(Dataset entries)

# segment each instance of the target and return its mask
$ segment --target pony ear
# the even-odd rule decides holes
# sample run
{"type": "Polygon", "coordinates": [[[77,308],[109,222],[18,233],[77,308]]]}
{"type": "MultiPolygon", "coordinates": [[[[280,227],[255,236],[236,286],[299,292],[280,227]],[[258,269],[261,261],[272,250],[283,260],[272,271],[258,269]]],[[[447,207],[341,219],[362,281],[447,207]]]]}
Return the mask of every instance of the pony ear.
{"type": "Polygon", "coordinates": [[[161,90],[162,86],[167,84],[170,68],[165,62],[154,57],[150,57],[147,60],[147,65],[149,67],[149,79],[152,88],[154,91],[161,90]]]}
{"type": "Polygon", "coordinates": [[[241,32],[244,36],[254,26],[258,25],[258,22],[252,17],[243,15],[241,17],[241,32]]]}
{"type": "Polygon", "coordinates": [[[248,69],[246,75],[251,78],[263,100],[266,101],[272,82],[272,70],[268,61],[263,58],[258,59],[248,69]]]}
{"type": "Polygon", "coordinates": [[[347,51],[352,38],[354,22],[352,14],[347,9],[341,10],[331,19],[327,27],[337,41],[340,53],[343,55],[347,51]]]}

__Exercise objective__: Rewrite the material above, changing "pony ear" to "horse ear" wherever it occurs and leaving everything else as it is.

__Completed exercise__:
# segment each instance of the target and return its mask
$ segment --target horse ear
# the even-odd rule decides holes
# sample run
{"type": "Polygon", "coordinates": [[[77,308],[109,222],[18,233],[77,308]]]}
{"type": "MultiPolygon", "coordinates": [[[[280,227],[255,236],[236,286],[299,292],[280,227]],[[258,269],[261,261],[272,250],[283,260],[272,271],[258,269]]],[[[447,207],[341,219],[362,281],[447,207]]]]}
Return the mask of every instance of the horse ear.
{"type": "Polygon", "coordinates": [[[161,90],[162,86],[167,84],[170,68],[165,62],[154,57],[150,57],[147,60],[147,65],[149,67],[149,79],[152,88],[154,91],[161,90]]]}
{"type": "Polygon", "coordinates": [[[241,32],[244,36],[254,26],[258,25],[258,22],[252,17],[243,15],[241,17],[241,32]]]}
{"type": "Polygon", "coordinates": [[[248,69],[246,75],[251,78],[263,100],[266,101],[272,82],[272,70],[268,61],[263,58],[258,59],[248,69]]]}
{"type": "Polygon", "coordinates": [[[347,51],[352,38],[354,22],[352,14],[347,9],[341,10],[331,19],[327,27],[337,41],[340,53],[343,55],[347,51]]]}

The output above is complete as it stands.